EXERCISE GOAL:
Copy out every line of the material below word for word, including the coordinates, and leave out the picture.

[Data items]
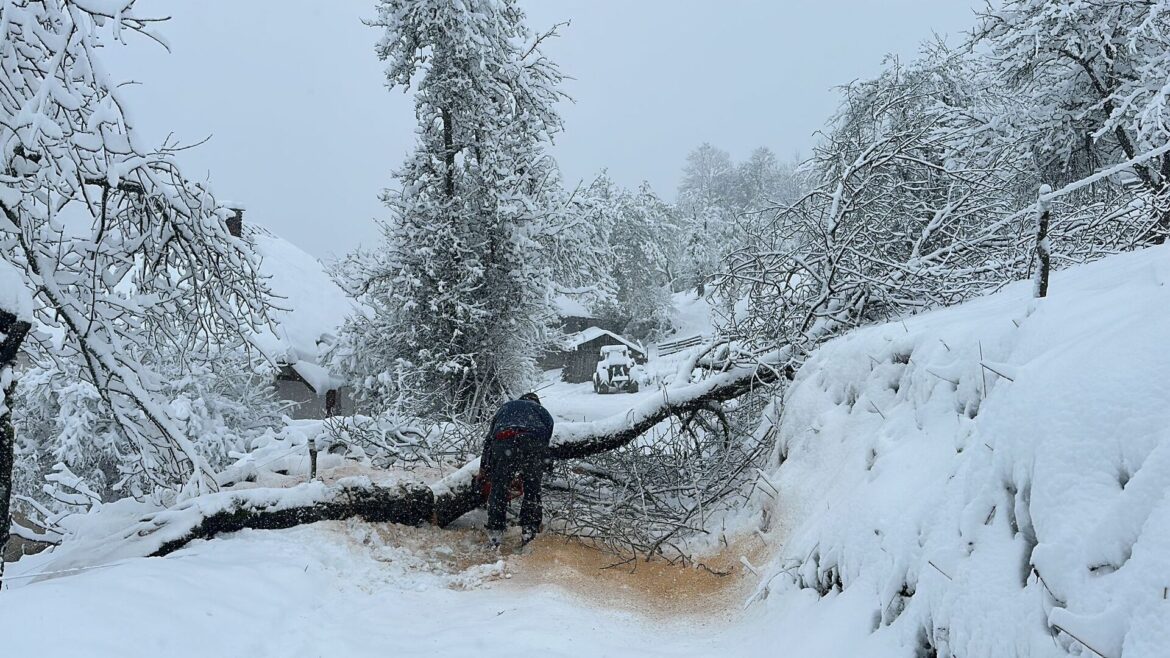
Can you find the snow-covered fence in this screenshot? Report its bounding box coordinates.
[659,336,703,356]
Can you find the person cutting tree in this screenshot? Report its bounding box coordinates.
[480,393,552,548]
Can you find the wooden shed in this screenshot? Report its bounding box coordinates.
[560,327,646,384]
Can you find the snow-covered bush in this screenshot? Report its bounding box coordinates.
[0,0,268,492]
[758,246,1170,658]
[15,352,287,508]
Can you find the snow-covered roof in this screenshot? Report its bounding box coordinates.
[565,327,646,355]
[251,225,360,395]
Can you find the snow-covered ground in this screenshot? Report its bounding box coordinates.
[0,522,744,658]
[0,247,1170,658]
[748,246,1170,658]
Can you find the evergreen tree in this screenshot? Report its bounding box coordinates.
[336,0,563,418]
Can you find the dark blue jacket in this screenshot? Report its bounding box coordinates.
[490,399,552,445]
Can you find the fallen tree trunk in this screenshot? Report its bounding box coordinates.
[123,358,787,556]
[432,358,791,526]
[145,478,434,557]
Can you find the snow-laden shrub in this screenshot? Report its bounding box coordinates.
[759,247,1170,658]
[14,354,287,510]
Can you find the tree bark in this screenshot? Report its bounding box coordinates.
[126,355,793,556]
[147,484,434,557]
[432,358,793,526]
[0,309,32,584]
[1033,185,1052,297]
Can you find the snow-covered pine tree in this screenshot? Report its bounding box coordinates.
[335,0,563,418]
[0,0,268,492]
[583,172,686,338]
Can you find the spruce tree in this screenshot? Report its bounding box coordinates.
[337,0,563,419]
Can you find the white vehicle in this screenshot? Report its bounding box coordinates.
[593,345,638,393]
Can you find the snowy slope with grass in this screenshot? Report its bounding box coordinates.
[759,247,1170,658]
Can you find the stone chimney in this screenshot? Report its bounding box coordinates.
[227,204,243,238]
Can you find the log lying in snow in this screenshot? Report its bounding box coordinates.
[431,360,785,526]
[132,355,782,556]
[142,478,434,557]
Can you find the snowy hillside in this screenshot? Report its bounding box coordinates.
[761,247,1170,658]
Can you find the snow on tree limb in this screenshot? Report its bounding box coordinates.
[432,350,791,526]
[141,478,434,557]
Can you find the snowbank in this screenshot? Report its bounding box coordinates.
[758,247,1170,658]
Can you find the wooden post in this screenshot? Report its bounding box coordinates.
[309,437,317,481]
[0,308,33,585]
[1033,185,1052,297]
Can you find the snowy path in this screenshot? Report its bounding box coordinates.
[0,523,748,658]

RESULT FOR THIS EXERCISE:
Can you find the snow-covered fence in this screenshot? Report its bounding box coordinates.
[659,336,703,356]
Can you find the person cutting tree in this screenshot? Report its bounding box coordinates.
[480,393,552,548]
Can you find the wooden shed in this screenshot? Report its bounding box coordinates.
[560,327,646,384]
Can you find the snow-covered bush in this screenshot? Report its bounding box coordinates.
[0,0,268,492]
[758,246,1170,658]
[15,352,287,508]
Can you find the snow-covered roof in this screenshot? Report its bounding box coordinates.
[565,327,646,355]
[251,225,360,395]
Can you find the snow-covered ground in this screenshot? Report its bounding box coordinates.
[0,522,744,658]
[0,247,1170,658]
[748,246,1170,658]
Can you find the evergreen tree in this screenshot? Report its bounding box coordinates.
[336,0,563,418]
Can you find the dark blue jacket in this screenshot? Report its bounding box coordinates.
[490,399,552,445]
Can you find the fallen tree trunk in this screenshot? Report its bounding box coordinates.
[123,358,787,556]
[432,358,791,526]
[145,478,434,557]
Can you find the snow-laden shrub in this screenshot? Report its bounding box coordinates.
[759,247,1170,658]
[14,354,287,510]
Can you find the tree bark in this screenshot? Report its bounding box coordinates.
[126,355,793,556]
[147,484,434,557]
[432,358,793,526]
[0,309,32,584]
[1033,185,1052,297]
Can you find the snow-covered pine tree in this screenshot? Report its bounding box coordinates.
[335,0,563,418]
[0,0,268,492]
[583,172,686,338]
Can you find the spruce tree in this screenshot? Report its bounding box coordinates.
[337,0,563,419]
Can you find the white vehicle in this screenshot? Report its bounding box coordinates.
[593,345,638,393]
Can you find the snowy slope with grass in this screenshot? Report its bounding box coordinates.
[759,247,1170,658]
Can you find the stone chimney in this screenshot? Report its bounding box coordinates.
[227,204,243,238]
Can you find the log lying in snow in this screenshot? Report its bounding box coordinates.
[431,360,785,526]
[132,355,782,556]
[142,478,434,557]
Can you find the snowy hillside in this screenshot? Report its bounding box coordinates.
[761,247,1170,658]
Can you find the snow on tree limb in this screenshot? Report its bounding box coordinates.
[432,350,791,526]
[141,478,434,557]
Can you find the snowbank in this screenshot? Report its bounding box coordinates.
[758,247,1170,658]
Can you find the wooden post in this screenshot? Report its bounding box coordinates.
[309,437,317,481]
[0,308,33,585]
[1033,185,1052,297]
Can you find the snowy path in this screenshot? Report its bounding box coordinates.
[0,523,748,658]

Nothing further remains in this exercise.